__Your assignment__.
Before you finish, make sure every line below has been written out exactly.

[Dataset entries]

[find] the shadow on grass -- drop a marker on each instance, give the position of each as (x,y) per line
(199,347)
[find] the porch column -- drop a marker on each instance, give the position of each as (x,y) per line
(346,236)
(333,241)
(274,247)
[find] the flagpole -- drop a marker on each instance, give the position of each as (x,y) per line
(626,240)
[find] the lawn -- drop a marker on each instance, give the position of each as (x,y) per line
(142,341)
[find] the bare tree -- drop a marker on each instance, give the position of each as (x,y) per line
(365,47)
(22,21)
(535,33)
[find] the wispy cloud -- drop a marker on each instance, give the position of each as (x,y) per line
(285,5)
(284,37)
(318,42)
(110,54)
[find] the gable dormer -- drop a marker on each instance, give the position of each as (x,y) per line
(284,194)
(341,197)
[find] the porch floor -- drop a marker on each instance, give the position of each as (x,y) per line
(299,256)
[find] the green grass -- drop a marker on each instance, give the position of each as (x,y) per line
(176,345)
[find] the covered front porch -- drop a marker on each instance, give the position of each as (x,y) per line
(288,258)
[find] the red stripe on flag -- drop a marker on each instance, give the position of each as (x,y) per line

__Solution for this task__.
[find] the shadow on grass -- drop a marker on each instance, give the position of each as (x,y) per line
(199,347)
[find] the porch column -- drop a marker on each instance, give the position of each as (x,y) per line
(346,236)
(333,241)
(274,247)
[find] the flagpole -- drop a marker on each instance, give the position of each as (x,y) per line
(626,240)
[find] the lawn -- drop a marker on each instance, give the position of each as (x,y) per line
(142,341)
[find] the bare tree -- drop a marker on each instance, give the position of each as (x,y) per line
(365,47)
(22,21)
(535,33)
[find] the wispy cloud -- drop a marker on each instance, give the position of each as (x,y) per line
(285,5)
(284,37)
(318,42)
(110,54)
[find] the gable dormer -- drop a marker on each instance, give the position of each as (x,y) per line
(284,194)
(341,197)
[find] the porch floor -- drop a marker on each instance, give the position of each as (x,y) per line
(299,256)
[find] the green grass -- drop a marker on each instance, give the position of each as (x,y) per line
(176,345)
[find] the covered front porch -- drop a marker on each instance, give the position of each as (x,y) per line
(288,258)
[find] the red stripe on flag -- drop a marker on each instance, give the position of each as (x,y) per line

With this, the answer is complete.